Action item: Word for word, set down the listing that appears after this line.

********

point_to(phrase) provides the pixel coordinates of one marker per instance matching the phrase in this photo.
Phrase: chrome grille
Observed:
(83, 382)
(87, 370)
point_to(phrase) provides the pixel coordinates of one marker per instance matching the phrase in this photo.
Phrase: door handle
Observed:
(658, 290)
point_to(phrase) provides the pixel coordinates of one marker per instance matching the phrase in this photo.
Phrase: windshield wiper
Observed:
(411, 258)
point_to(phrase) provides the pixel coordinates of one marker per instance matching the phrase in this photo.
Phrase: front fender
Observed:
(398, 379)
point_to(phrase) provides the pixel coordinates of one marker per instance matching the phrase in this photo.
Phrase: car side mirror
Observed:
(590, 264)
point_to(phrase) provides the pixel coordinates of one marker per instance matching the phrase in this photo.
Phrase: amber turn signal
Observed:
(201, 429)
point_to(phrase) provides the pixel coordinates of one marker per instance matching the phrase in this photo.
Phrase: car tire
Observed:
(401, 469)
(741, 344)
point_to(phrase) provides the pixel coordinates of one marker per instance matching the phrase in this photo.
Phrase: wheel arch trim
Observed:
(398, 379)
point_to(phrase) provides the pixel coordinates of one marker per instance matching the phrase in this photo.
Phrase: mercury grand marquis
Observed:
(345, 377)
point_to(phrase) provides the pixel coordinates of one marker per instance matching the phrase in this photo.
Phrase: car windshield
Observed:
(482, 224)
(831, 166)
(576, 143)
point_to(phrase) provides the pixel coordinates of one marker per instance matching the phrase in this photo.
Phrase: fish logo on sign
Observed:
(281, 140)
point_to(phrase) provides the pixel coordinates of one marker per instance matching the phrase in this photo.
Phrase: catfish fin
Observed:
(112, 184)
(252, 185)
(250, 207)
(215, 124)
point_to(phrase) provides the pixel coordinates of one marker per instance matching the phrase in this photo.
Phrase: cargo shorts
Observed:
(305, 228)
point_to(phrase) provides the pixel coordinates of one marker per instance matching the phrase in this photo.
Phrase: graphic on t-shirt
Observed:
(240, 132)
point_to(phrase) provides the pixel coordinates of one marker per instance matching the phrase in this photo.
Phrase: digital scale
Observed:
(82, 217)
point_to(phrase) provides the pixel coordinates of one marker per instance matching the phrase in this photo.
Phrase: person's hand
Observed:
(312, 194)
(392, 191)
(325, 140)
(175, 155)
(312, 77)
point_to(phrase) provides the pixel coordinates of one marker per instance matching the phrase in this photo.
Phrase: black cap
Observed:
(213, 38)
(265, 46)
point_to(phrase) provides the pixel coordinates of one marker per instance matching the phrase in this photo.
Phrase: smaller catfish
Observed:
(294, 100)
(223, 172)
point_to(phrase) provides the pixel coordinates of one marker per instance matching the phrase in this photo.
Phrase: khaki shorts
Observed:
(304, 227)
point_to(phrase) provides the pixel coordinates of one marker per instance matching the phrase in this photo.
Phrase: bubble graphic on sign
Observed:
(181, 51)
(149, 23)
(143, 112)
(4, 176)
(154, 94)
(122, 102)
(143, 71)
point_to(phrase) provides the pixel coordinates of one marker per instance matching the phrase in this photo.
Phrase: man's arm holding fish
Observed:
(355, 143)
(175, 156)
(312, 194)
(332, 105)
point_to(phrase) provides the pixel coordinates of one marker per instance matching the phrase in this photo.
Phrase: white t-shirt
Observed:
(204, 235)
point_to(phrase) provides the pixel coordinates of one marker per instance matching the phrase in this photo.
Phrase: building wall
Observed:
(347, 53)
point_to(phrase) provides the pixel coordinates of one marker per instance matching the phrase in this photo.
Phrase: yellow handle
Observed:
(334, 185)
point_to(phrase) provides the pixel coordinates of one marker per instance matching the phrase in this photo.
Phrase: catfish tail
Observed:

********

Written answer:
point_to(phrase) provides the pixel coordinates of one marker per instance matching the phrase in this photo.
Phrase: chrome grille
Observed:
(83, 382)
(87, 370)
point_to(phrase) provides the pixel coordinates of one marker per instance matching the phrase in this photo.
Phrase: door handle
Observed:
(658, 290)
point_to(phrase) provides the pixel coordinates of one marker per instance matching the phrase in this photo.
Phrase: windshield wiper
Observed:
(411, 258)
point_to(phrase) provides the pixel coordinates of one marker per instance matching the phrase in this photo.
Phrase: front fender
Observed:
(398, 379)
point_to(phrase) provides the pixel coordinates of one marker per instance matching the phrase in this photo.
Phrase: car side mirror
Observed:
(590, 264)
point_to(phrase) provides the pixel coordinates of one marker per instance matching the phrase in this photo.
Phrase: amber turn signal
Observed:
(201, 429)
point_to(phrase) provides the pixel coordinates of one marker per instance matching the phrase in this photo.
Phrase: car tire
Observed:
(401, 469)
(741, 344)
point_to(phrase) provides the pixel coordinates of one marker per instance matching the phrase in this photo.
Phrase: wheel arch trim
Observed:
(398, 379)
point_to(phrase) provides the pixel coordinates of one marker per instance matching the phrase in this photo.
Phrase: mercury grand marquis
Observed:
(345, 377)
point_to(phrase) provides the pixel coordinates of one marker per instance matching the phrase in this photo.
Phrase: car windshield
Observed:
(482, 224)
(831, 166)
(576, 143)
point_to(phrase) provides the pixel coordinates of one marker per instance matching the phrase in this photo.
Phrase: fish logo on sign
Observed:
(281, 140)
point_to(phrase) provides the pixel coordinates of one marker per instance matching the phrase in this photo.
Phrase: catfish fin
Observed:
(112, 184)
(252, 185)
(250, 207)
(215, 124)
point_to(phrase) provides the pixel coordinates of one marker per instance matching the phrase in this photo.
Phrase: cargo shorts
Observed:
(305, 228)
point_to(phrase) provides the pixel coordinates of one marker per instance matching the phrase in this photo.
Phrase: graphic on t-shirt
Observed:
(240, 132)
point_to(phrase) provides the pixel coordinates of one marker per instance matching the phrase in this photo.
Phrase: digital scale
Observed:
(82, 217)
point_to(phrase) provides the pixel coordinates of one marker per instance matching the phrase in this photo.
Phrase: person's hand
Observed:
(312, 194)
(392, 191)
(325, 140)
(175, 155)
(312, 77)
point_to(phrase) provides the pixel coordinates of one marker per instance matching the phrase in this photo.
Phrase: black cap
Observed:
(213, 38)
(265, 46)
point_to(phrase) provides the pixel coordinates of one marker per instance matching the phrase in this photo.
Phrase: smaller catfish
Observed:
(294, 100)
(223, 172)
point_to(phrase) provides the pixel coordinates of one marker per instance matching the phrase in this photo.
Phrase: khaki shorts
Observed:
(304, 227)
point_to(phrase) provides the pixel coordinates of one marker per instance matching the phrase in this photo.
Phrase: bubble graphic on sign
Observed:
(181, 51)
(149, 23)
(143, 112)
(4, 176)
(154, 94)
(122, 102)
(143, 71)
point_to(phrase) provides the pixel coordinates of one marker per instance matching the phrase in this photo.
Phrase: man's arm holding fish
Observed:
(355, 143)
(175, 156)
(312, 194)
(332, 105)
point_to(phrase) provides the pixel coordinates of one marker per instance matching the phrase in this photo.
Phrase: white t-shirt
Observed:
(204, 235)
point_to(phrase) provides the pixel coordinates of one marker per instance matching the phrase in this photo.
Phrase: building wall
Observed:
(347, 53)
point_to(phrase) provides the pixel coordinates of one marker per instance matching the phrase in this photo.
Phrase: yellow handle
Observed:
(334, 185)
point_to(phrase) provides the pixel coordinates of one marker per instance matching the phrase in this photo.
Phrase: catfish tail
Observed:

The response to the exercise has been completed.